-- What the exercise asks --
Reproduce the rows from the first line through the line that contains "x=199, y=333", substituting "a single dot each" for "one dot apiece" and changing nothing else.

Source records
·····

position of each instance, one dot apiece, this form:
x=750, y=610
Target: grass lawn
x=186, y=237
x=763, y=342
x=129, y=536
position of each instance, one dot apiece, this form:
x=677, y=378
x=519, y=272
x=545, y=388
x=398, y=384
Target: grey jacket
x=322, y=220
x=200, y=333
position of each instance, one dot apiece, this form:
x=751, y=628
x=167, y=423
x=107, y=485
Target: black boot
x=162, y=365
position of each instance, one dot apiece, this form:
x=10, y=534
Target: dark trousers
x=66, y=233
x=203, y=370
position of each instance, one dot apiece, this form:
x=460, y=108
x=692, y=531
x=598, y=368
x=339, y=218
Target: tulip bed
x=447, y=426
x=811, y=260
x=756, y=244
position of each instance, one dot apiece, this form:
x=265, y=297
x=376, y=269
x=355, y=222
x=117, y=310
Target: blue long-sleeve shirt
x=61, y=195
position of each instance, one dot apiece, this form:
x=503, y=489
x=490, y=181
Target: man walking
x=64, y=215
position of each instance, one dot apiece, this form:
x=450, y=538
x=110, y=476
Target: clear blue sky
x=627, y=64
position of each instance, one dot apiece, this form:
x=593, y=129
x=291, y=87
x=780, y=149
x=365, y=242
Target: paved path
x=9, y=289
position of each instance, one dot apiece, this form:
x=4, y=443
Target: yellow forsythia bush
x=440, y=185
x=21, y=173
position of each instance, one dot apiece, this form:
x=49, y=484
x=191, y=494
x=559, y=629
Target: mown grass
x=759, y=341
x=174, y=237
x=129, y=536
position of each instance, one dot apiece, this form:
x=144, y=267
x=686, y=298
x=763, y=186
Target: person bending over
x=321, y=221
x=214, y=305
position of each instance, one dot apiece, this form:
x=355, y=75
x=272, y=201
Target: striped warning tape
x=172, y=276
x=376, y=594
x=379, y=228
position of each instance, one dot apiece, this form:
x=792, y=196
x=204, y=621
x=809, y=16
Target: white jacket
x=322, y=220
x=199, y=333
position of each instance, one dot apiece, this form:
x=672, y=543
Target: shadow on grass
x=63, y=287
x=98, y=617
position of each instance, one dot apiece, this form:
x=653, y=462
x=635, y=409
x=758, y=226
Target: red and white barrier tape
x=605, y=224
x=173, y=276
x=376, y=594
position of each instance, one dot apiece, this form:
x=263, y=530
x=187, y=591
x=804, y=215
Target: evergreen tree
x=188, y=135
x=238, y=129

·····

-- Solution --
position of each instance, a single dot each, this form:
x=750, y=610
Target: grass lawn
x=186, y=237
x=763, y=342
x=129, y=536
position of each instance, a single dot each, this form:
x=677, y=378
x=519, y=272
x=545, y=388
x=398, y=384
Target: grey jacket
x=322, y=220
x=200, y=333
position of each instance, a single dot each, this form:
x=751, y=628
x=167, y=423
x=107, y=485
Target: black boot
x=162, y=365
position of each instance, a single dot each, this form:
x=10, y=534
Target: dark trousers
x=66, y=233
x=203, y=370
position of each instance, a single dot each, this form:
x=460, y=108
x=692, y=531
x=598, y=368
x=339, y=218
Target: tulip bed
x=447, y=426
x=811, y=260
x=756, y=244
position of each instance, a single dot each, this form:
x=265, y=297
x=376, y=269
x=355, y=222
x=117, y=310
Target: blue long-sleeve shirt
x=61, y=195
position of each instance, a single dot each, this form:
x=503, y=489
x=490, y=181
Target: man walking
x=64, y=215
position of each instance, a single dot each, this form:
x=450, y=538
x=110, y=476
Target: clear blue sky
x=627, y=64
position of each instance, a single dot each, this form:
x=593, y=129
x=291, y=87
x=780, y=149
x=365, y=242
Target: paved path
x=9, y=289
position of each instance, a single dot each, this form:
x=4, y=443
Target: yellow forsythia bush
x=440, y=185
x=21, y=173
position of each instance, a single dot each, this form:
x=49, y=484
x=191, y=494
x=559, y=629
Target: mown grass
x=759, y=341
x=174, y=237
x=129, y=536
position of each instance, a single dot each, this form:
x=144, y=267
x=686, y=298
x=763, y=186
Target: person bending over
x=321, y=221
x=214, y=305
position of each instance, a single dot each, this form:
x=355, y=75
x=272, y=201
Target: striped warning tape
x=172, y=276
x=376, y=594
x=379, y=228
position of each instance, a single dot each, this form:
x=792, y=196
x=204, y=621
x=809, y=16
Target: white jacket
x=322, y=220
x=199, y=333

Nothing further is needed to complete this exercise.